▸ Tugas Latihan 1: Tuliskan kembali persis bagian teks tentang swa-radikalisasi yang dimulai dari "Bukan hanya kali" dan berakhir pada "pengembomannya melalui internet.".
▸ Tugas Latihan 2: Sebutkan semua pelaku teror yang namanya disebut dalam teks tentang swa-radikalisasi.

Swa-Radikalisasi, Fenomena Baru Terorisme
Ivan Armadi Hasugian, pelaku bom di Gereja Katolik Santo Yosep Medan 28/8/2016) menguak sebuah fenomena baru dalam dunia terorisme yaitu adanya swa-radikalisasi (self radicalization). Aktivitas pelaku di dunia maya membentuk pelaku menjadi radikal dan terdorong melakukan teror. Profil pelaku seperti suku, keluarga, usia, jaringan dan ketrampilan yang dimiliki akan sangat tidak meyakinkan bahwa pelaku menjadi teroris, namun fakta berbicara lain.
Bukan hanya kali ini saja bahwa aksi teror didorong oleh aktivitas pelaku di dunia maya / internet. BNPT pada bulan Agustus 2015, melalui pejabatnya, Agus Surya Bakti, di Jambi menyatakan bahwa tren munculnya bibit terorisme baru-baru ini karena banyak yang belajar agama dari internet. Dijelaskan pula oleh Agus SB bahwa 47% orang belajar agama dari internet.
Pelaku terorisme seperti Agus Abdillah (kasus Beji), yang tertangkap pada 17 September 2012 oleh Tim Densus-88/AT Mabes Polri, terbukti pada fakta persidangan bahwa dia merasa terpanggil untuk berjihad setelah belajar melalui internet. Fungki Isnanto, pelaku teror bom di Lumajang pada 1 Juni 2013 mengaku mempelajari cara membuat bom dan merencanakan pengembomannya melalui internet.
Orang yang mempunyai paham radikal berpotensi melakukan teror. Untuk melakukan teror, tidak cukup hanya dengan paham radikal. Selama tidak dorongan dan motivasi kuat, peralatan, logistik, akses, dan sasaran maka teror tidak akan terjadi.

▸ Catatan Tersedia:
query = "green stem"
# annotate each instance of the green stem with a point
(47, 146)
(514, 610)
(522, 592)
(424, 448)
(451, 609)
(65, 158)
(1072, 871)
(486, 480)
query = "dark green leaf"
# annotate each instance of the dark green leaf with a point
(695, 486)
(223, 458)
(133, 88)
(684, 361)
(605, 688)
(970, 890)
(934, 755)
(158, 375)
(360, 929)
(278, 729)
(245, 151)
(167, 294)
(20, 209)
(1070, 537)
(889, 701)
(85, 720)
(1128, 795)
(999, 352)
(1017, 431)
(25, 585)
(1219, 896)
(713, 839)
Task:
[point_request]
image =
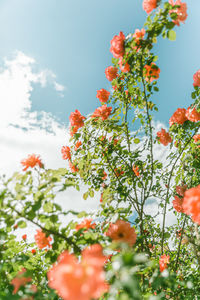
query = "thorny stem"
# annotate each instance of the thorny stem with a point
(168, 186)
(179, 245)
(50, 231)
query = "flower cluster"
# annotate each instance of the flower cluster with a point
(163, 262)
(149, 5)
(79, 280)
(102, 112)
(151, 72)
(41, 240)
(164, 137)
(31, 162)
(103, 95)
(181, 11)
(20, 280)
(117, 45)
(87, 224)
(111, 73)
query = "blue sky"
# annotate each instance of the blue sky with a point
(72, 38)
(53, 55)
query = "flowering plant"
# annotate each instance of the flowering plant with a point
(125, 250)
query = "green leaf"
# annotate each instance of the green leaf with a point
(136, 141)
(21, 224)
(171, 34)
(85, 195)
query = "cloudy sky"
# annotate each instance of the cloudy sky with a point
(52, 60)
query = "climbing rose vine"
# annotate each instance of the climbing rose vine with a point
(126, 249)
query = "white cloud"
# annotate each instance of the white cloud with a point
(23, 132)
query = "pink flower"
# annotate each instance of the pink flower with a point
(138, 36)
(178, 117)
(82, 280)
(20, 280)
(164, 137)
(66, 152)
(196, 138)
(196, 78)
(76, 119)
(136, 170)
(151, 72)
(191, 203)
(180, 189)
(124, 66)
(73, 167)
(78, 144)
(117, 45)
(111, 73)
(103, 95)
(192, 115)
(87, 224)
(181, 11)
(149, 5)
(41, 240)
(31, 161)
(24, 237)
(163, 262)
(73, 130)
(102, 112)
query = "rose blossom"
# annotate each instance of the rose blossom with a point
(86, 223)
(177, 204)
(117, 45)
(77, 145)
(138, 36)
(76, 119)
(151, 72)
(181, 11)
(192, 114)
(164, 137)
(103, 95)
(136, 170)
(163, 262)
(20, 280)
(196, 138)
(73, 167)
(178, 117)
(111, 73)
(31, 162)
(124, 66)
(180, 189)
(196, 78)
(41, 240)
(191, 203)
(149, 5)
(83, 280)
(122, 231)
(102, 112)
(66, 152)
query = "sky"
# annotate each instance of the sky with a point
(53, 55)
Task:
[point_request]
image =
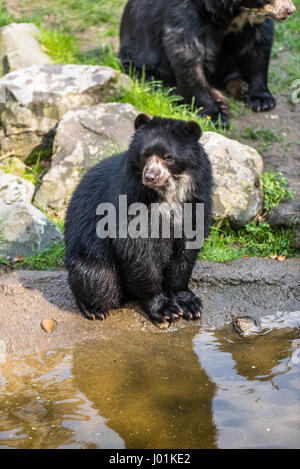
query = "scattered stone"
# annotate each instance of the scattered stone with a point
(246, 326)
(37, 97)
(83, 138)
(19, 47)
(238, 192)
(48, 325)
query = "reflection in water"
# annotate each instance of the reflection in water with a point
(258, 397)
(163, 390)
(40, 407)
(151, 390)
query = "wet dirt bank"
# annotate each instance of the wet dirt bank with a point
(251, 287)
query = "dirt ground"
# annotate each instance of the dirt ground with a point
(251, 287)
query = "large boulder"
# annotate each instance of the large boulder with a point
(24, 230)
(238, 193)
(19, 47)
(37, 97)
(86, 136)
(83, 138)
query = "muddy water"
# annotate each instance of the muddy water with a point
(190, 388)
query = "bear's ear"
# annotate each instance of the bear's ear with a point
(141, 119)
(193, 128)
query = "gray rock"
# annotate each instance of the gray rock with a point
(88, 135)
(83, 138)
(37, 97)
(246, 287)
(14, 189)
(25, 230)
(238, 192)
(19, 47)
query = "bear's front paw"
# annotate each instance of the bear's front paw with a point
(163, 309)
(190, 304)
(261, 102)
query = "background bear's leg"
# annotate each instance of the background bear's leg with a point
(254, 67)
(176, 282)
(193, 84)
(95, 287)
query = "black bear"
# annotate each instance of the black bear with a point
(202, 46)
(165, 164)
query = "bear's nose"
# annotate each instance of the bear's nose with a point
(290, 10)
(151, 175)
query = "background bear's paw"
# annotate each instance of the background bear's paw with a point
(262, 102)
(89, 313)
(237, 88)
(166, 310)
(219, 118)
(190, 303)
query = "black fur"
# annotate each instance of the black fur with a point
(106, 273)
(186, 44)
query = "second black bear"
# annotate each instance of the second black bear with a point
(202, 46)
(165, 163)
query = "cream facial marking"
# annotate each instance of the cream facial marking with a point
(278, 10)
(156, 172)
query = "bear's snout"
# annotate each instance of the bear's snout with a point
(155, 172)
(280, 10)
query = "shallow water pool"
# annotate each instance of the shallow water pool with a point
(191, 388)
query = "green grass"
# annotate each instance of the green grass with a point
(255, 239)
(275, 189)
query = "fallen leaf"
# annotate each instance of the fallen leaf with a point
(17, 259)
(281, 258)
(48, 325)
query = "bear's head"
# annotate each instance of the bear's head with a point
(278, 10)
(165, 153)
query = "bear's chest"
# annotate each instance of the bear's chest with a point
(244, 18)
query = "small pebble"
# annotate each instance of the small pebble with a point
(48, 325)
(246, 326)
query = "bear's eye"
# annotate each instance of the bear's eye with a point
(169, 158)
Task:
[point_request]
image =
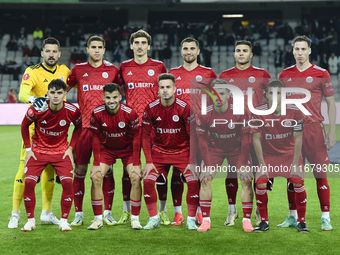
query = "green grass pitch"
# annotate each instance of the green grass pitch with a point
(47, 239)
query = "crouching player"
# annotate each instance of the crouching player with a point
(171, 121)
(50, 146)
(279, 154)
(115, 130)
(224, 135)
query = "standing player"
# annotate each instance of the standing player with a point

▸ Jawaban Lengkap 1:
Bukan hanya kali ini saja bahwa aksi teror didorong oleh aktivitas pelaku di dunia maya / internet. BNPT pada bulan Agustus 2015, melalui pejabatnya, Agus Surya Bakti, di Jambi menyatakan bahwa tren munculnya bibit terorisme baru-baru ini karena banyak yang belajar agama dari internet. Dijelaskan pula oleh Agus SB bahwa 47% orang belajar agama dari internet.
Pelaku terorisme seperti Agus Abdillah (kasus Beji), yang tertangkap pada 17 September 2012 oleh Tim Densus-88/AT Mabes Polri, terbukti pada fakta persidangan bahwa dia merasa terpanggil untuk berjihad setelah belajar melalui internet. Fungki Isnanto, pelaku teror bom di Lumajang pada 1 Juni 2013 mengaku mempelajari cara membuat bom dan merencanakan pengembomannya melalui internet.

▸ Jawaban Lengkap 2:
- Ivan Armadi Hasugian
- Agus Abdillah
- Fungki Isnanto